**LIST OF TASKS:**
• 1. List every percentage figure given in the Barclays news item below.
• 2. Using the Barclays news item below, decide whether each statement agrees with it, answering yes or no and quoting the deciding words: (a) Barclays plans to add about 150 staff to a hub in Dublin. (b) Jes Staley described the change as a wholesale move of the bank's capability from London to Ireland. (c) Barclays' investment bank employed an estimated 10,000 people in the UK.
• 3. Substitute "Frankfurt" for "Dublin" in the Barclays news item below, and write out the passage from "After suggestions that" to "would be affected.".

**EXCERPT TO READ:**
....
Barclays chooses Dublin as HQ for post-Brexit opertions
27 January 2017
Barclays has revealed its plans for shifting jobs out of the UK after Brexit. According to commentators, the plan should not cause much concern.
After suggestions that from 20 per cent to 50 per cent banking jobs could be displaced, Barclays has proved the concerns wrong.
The British bank's plan had made Brexit look inconsequential and according to Bloomberg if UK-based finance companies lose easy access to the trading bloc, then Barclays is planning to, ''add about 150 staff,'' to a new European hub in Dublin. Given that Barclays' investment bank employed an estimated 10,000 people in the UK, the implication is that less than 2 per cent of the bank's UK jobs would be affected.
Barclays' apparent conclusion that Brexit was no big deal comes after CEO Jes Staley suggested that it was more of an administrative issue than anything else. ''Same people, same traders, you have to book a trade in Ireland as opposed to London, but that's not a wholesale move of our capability from London to Ireland,'' he told the Financial Times last week.
....
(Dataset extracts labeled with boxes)
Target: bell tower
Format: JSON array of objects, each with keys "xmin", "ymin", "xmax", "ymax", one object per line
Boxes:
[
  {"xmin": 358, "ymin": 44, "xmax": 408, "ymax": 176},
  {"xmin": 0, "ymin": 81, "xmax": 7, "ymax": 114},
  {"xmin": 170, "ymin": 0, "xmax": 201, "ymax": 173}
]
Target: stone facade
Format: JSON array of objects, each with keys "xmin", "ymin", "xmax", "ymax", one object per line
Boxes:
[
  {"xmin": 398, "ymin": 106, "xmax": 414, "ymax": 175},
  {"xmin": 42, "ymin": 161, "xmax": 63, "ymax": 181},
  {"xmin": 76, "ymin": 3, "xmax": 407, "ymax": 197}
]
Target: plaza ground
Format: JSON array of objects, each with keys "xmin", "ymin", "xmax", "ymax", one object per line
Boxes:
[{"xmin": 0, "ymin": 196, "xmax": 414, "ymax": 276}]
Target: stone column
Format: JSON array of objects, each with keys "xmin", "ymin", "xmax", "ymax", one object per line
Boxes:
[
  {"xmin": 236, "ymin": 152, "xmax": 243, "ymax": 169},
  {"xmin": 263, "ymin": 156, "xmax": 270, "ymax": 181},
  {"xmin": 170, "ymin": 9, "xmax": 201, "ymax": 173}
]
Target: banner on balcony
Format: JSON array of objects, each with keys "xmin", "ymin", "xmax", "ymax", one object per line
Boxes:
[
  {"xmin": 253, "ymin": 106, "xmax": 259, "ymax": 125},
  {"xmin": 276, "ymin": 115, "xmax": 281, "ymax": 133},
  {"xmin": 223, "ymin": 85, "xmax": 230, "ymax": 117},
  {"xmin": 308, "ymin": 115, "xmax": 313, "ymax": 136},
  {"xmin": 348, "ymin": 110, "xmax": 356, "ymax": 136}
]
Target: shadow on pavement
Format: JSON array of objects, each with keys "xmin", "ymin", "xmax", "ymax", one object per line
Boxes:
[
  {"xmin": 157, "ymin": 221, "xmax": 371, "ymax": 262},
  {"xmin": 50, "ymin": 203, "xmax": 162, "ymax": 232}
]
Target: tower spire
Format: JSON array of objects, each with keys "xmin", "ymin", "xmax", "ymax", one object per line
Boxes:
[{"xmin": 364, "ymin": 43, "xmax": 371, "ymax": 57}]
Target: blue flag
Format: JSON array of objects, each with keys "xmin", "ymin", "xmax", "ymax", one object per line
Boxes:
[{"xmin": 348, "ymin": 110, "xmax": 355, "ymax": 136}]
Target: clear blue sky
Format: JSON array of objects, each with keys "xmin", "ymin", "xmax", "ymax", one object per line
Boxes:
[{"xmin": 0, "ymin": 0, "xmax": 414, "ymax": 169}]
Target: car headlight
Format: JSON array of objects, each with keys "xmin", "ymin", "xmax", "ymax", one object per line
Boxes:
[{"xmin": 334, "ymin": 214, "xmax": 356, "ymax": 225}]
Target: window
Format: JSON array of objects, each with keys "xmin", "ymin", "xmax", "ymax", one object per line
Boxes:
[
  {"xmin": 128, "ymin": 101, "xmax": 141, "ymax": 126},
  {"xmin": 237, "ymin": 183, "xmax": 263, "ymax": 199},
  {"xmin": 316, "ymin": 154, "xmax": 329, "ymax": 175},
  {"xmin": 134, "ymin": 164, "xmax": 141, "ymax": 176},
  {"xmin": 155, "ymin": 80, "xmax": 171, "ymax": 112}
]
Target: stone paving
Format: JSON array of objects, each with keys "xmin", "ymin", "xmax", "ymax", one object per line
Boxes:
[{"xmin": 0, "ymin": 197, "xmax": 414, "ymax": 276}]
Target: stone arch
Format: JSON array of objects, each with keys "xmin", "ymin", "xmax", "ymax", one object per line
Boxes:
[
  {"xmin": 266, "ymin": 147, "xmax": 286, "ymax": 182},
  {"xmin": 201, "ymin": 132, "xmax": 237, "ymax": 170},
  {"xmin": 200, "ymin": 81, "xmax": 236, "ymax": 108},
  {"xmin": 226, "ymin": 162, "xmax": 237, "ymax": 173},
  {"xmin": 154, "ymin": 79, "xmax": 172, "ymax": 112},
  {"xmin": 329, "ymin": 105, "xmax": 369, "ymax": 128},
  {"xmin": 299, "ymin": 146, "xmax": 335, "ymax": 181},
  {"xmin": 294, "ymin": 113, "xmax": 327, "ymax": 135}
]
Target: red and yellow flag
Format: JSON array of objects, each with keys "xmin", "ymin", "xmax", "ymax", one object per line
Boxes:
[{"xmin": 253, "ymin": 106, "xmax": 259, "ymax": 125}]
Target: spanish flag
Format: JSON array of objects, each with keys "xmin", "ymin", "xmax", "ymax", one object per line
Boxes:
....
**ANSWERS GIVEN:**
• 1. 20 per cent, 50 per cent, 2 per cent

• 2.
(a) Yes: "then Barclays is planning to, ''add about 150 staff,'' to a new European hub in Dublin"
(b) No: "that's not a wholesale move of our capability from London to Ireland"
(c) Yes: "Barclays' investment bank employed an estimated 10,000 people in the UK"

• 3.
After suggestions that from 20 per cent to 50 per cent banking jobs could be displaced, Barclays has proved the concerns wrong.
The British bank's plan had made Brexit look inconsequential and according to Bloomberg if UK-based finance companies lose easy access to the trading bloc, then Barclays is planning to, ''add about 150 staff,'' to a new European hub in Frankfurt. Given that Barclays' investment bank employed an estimated 10,000 people in the UK, the implication is that less than 2 per cent of the bank's UK jobs would be affected.